### Work task A
Answer these questions using the passage about the Salt Lake Theatre:
(i) How many seats did the Salt Lake Theatre have?
(ii) After 1853, where were productions held?
(iii) Who designed the theatre's exterior?
### Work task B
Write out the stretch of the Salt Lake Theatre passage from "The Salt Lake Theatre was a" through "Salt Lake Theatre.", renaming "Temple Square" as "Temple Block".

The Salt Lake Theatre was a 1,500 seat pioneer theatre in Salt Lake City, Utah that was built in 1862. It was located at 75 East 100 South.

== History ==
Theatre was a popular affair among the Mormon pioneers and in the years following their 1847 immigration to the Salt Lake Valley they organized various musical and theatre associations. Early productions were held in boweries on Temple Square and then after 1853, in Salt Lake's first theater, the Social Hall. As the community grew, a larger theater was envisioned and would eventually be realized as the Salt Lake Theatre.

With regard to the planning of the Salt Lake Theatre, Church leader Brigham Young was enthusiastic about the project and styled himself as "designer and general dictator of the whole affair" but in fact the exterior was designed by William H. Folsom, who became architect of the nearby Salt Lake Temple soon after completing this project, and the interior by E. L. T. Harrison based on the Drury Lane Theatre in London. Upon completion in 1862 at a cost of $100,000, it was the largest building in Utah. In his dedication speech, Henry Miller stated that the Salt Lake Theatre was “the cathedral in the desert.”

For many years, it held performances from successful local and traveling theatre companies. "Virtually every star of the American stage appeared there including Sarah Bernhardt, Ethel, John, and Lionel Barrymore, P.T. Barnum, Maude Adams, Edwin Booth, "Buffalo Bill" Cody, Al Jolson, and Lillian Russell."

### Dataset content
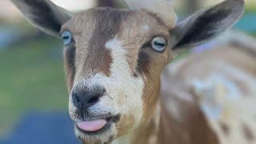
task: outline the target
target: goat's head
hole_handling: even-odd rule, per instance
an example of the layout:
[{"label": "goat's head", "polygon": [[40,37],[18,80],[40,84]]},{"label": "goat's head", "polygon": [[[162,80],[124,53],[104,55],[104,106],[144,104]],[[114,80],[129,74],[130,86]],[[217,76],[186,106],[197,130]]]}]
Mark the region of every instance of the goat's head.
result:
[{"label": "goat's head", "polygon": [[134,10],[93,8],[73,16],[48,0],[13,0],[33,25],[63,38],[70,114],[86,143],[146,125],[173,53],[215,37],[244,10],[242,0],[228,0],[176,25],[171,2],[126,1]]}]

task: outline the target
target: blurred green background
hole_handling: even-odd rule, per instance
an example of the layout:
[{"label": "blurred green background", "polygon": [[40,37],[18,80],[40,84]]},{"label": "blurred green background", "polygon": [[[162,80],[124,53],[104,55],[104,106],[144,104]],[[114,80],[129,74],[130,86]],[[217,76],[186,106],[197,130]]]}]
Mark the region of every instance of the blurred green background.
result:
[{"label": "blurred green background", "polygon": [[[206,5],[217,2],[211,2]],[[246,12],[236,25],[253,35],[256,35],[255,2],[246,1]],[[84,7],[93,4],[88,5]],[[76,6],[69,9],[77,11]],[[182,6],[185,4],[179,5],[178,11],[189,13]],[[1,0],[0,10],[1,140],[29,111],[67,111],[68,94],[62,42],[30,26],[9,0]]]}]

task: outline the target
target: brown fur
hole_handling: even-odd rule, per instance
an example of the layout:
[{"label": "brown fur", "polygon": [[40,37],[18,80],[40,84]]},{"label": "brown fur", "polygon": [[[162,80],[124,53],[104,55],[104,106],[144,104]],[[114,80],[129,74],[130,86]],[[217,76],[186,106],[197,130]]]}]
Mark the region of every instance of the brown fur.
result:
[{"label": "brown fur", "polygon": [[[29,2],[30,0],[13,1],[18,6],[23,6],[25,3],[25,6],[30,6],[30,8],[34,6]],[[245,71],[250,70],[246,72],[256,75],[256,70],[251,66],[254,63],[254,58],[249,54],[241,54],[242,51],[234,50],[234,46],[227,46],[227,51],[232,53],[232,55],[227,56],[227,54],[220,54],[218,50],[212,50],[201,55],[195,54],[180,66],[178,70],[166,69],[162,75],[162,74],[165,66],[173,59],[174,54],[170,48],[177,48],[173,47],[176,45],[185,46],[187,42],[190,44],[191,41],[196,41],[195,43],[199,42],[199,40],[207,40],[213,37],[215,34],[210,32],[214,30],[207,30],[207,28],[216,28],[215,23],[213,25],[211,22],[212,18],[222,23],[223,19],[226,19],[225,23],[234,22],[241,15],[243,6],[234,6],[236,9],[230,9],[229,4],[242,4],[242,0],[226,1],[222,5],[210,9],[208,12],[214,12],[210,13],[212,16],[210,18],[208,18],[207,14],[200,15],[204,13],[198,13],[199,16],[195,14],[192,17],[197,18],[202,16],[202,18],[195,18],[198,22],[194,22],[194,19],[190,19],[188,21],[190,26],[182,25],[174,30],[170,29],[173,29],[176,22],[175,14],[173,10],[168,10],[166,6],[163,6],[164,3],[161,3],[158,7],[155,6],[158,8],[166,6],[166,11],[159,10],[159,14],[158,10],[151,7],[153,11],[150,11],[150,7],[149,10],[146,10],[143,6],[135,6],[136,8],[142,6],[142,10],[138,10],[94,8],[80,12],[72,18],[70,14],[62,14],[63,18],[61,17],[58,19],[56,13],[63,12],[63,10],[49,1],[42,1],[42,2],[44,4],[43,10],[50,10],[51,12],[43,14],[45,23],[42,26],[38,25],[40,22],[38,19],[34,18],[34,15],[30,14],[30,9],[24,9],[24,7],[22,9],[27,18],[32,18],[31,21],[38,23],[41,29],[47,29],[46,32],[59,37],[59,31],[62,34],[68,30],[73,36],[72,43],[66,46],[64,50],[66,81],[70,93],[70,114],[72,118],[74,121],[88,121],[84,118],[87,115],[92,118],[106,119],[108,118],[105,116],[107,114],[110,115],[109,117],[113,117],[111,114],[120,115],[107,131],[100,134],[95,132],[95,134],[90,135],[75,129],[78,137],[84,143],[110,143],[113,140],[118,140],[119,138],[123,137],[127,138],[130,143],[220,143],[218,134],[213,130],[210,122],[199,108],[198,98],[194,94],[186,80],[189,79],[188,78],[207,78],[208,74],[216,70],[214,61],[205,66],[204,62],[209,62],[204,60],[209,58]],[[158,4],[156,1],[154,2]],[[35,2],[34,5],[38,6],[38,2]],[[171,3],[168,3],[169,5],[171,6]],[[56,12],[52,8],[57,9]],[[32,8],[31,10],[32,12],[37,10]],[[236,13],[233,10],[239,12]],[[169,18],[164,17],[163,14],[166,12],[171,14],[171,17]],[[52,15],[54,18],[50,18]],[[226,18],[229,15],[234,16],[234,18]],[[54,23],[49,22],[51,18],[54,20]],[[205,23],[207,24],[205,25]],[[60,26],[62,26],[62,28]],[[191,28],[191,26],[201,27],[201,26],[204,26],[204,30],[208,30],[208,33],[200,29]],[[230,25],[222,28],[224,30],[227,26]],[[180,30],[182,30],[181,34]],[[198,32],[200,34],[197,34]],[[178,35],[175,35],[176,33]],[[198,38],[196,37],[191,40],[194,36],[198,36]],[[203,39],[206,36],[207,38]],[[162,37],[168,42],[166,49],[162,52],[152,49],[150,42],[156,37]],[[173,42],[173,40],[181,42],[177,43],[178,42]],[[237,58],[239,58],[239,60]],[[116,59],[122,63],[118,63]],[[241,59],[243,61],[242,62]],[[245,64],[243,62],[247,63]],[[113,66],[115,67],[113,68]],[[205,66],[206,71],[202,70],[202,66]],[[126,70],[120,70],[118,66]],[[218,72],[223,71],[220,69]],[[113,75],[113,74],[115,74]],[[241,79],[232,75],[226,75],[226,77],[233,79],[238,85],[246,85]],[[110,80],[109,78],[111,79]],[[125,82],[134,83],[131,86]],[[74,106],[72,101],[74,90],[80,90],[82,94],[86,93],[82,95],[86,96],[89,93],[85,90],[91,90],[92,87],[98,84],[104,86],[104,88],[109,86],[102,92],[102,95],[97,98],[98,106],[96,104],[90,106],[90,108],[93,107],[90,111],[89,109],[82,108],[82,110],[80,110],[80,113],[78,114],[79,108]],[[122,84],[125,86],[119,86]],[[250,90],[244,86],[242,90],[246,94]],[[133,94],[134,91],[136,94]],[[78,103],[81,104],[79,101]],[[128,106],[126,106],[126,105]],[[111,112],[114,114],[106,113],[108,110],[113,110]],[[105,115],[98,117],[97,114]],[[223,127],[223,125],[220,126],[227,134],[228,130],[225,126]],[[254,134],[247,126],[243,126],[242,130],[248,140],[254,140]]]}]

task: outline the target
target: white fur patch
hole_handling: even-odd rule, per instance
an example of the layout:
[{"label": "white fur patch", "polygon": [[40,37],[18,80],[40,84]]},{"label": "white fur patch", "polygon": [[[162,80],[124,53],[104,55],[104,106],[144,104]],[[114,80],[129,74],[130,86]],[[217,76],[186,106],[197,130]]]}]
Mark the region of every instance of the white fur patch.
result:
[{"label": "white fur patch", "polygon": [[142,26],[142,29],[144,32],[147,33],[147,32],[149,32],[150,26],[148,25],[143,25],[143,26]]},{"label": "white fur patch", "polygon": [[117,37],[107,42],[106,47],[111,50],[114,62],[109,79],[114,86],[106,86],[111,90],[110,95],[121,106],[122,114],[133,114],[135,116],[135,121],[139,122],[143,113],[143,79],[141,77],[133,77],[126,59],[127,52]]},{"label": "white fur patch", "polygon": [[[242,79],[245,84],[251,86],[250,90],[254,91],[256,82],[252,76],[227,66],[225,69],[229,75]],[[199,97],[199,106],[210,126],[219,138],[220,143],[255,143],[255,141],[248,141],[242,126],[246,125],[255,136],[256,93],[242,93],[232,78],[220,74],[205,80],[196,81],[194,86],[195,94]],[[228,126],[228,134],[224,133],[220,123],[225,123]]]}]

### Response box A
(i) 1,500
(ii) The Social Hall
(iii) William H. Folsom

### Response box B
The Salt Lake Theatre was a 1,500 seat pioneer theatre in Salt Lake City, Utah that was built in 1862. It was located at 75 East 100 South.

== History ==
Theatre was a popular affair among the Mormon pioneers and in the years following their 1847 immigration to the Salt Lake Valley they organized various musical and theatre associations. Early productions were held in boweries on Temple Block and then after 1853, in Salt Lake's first theater, the Social Hall. As the community grew, a larger theater was envisioned and would eventually be realized as the Salt Lake Theatre.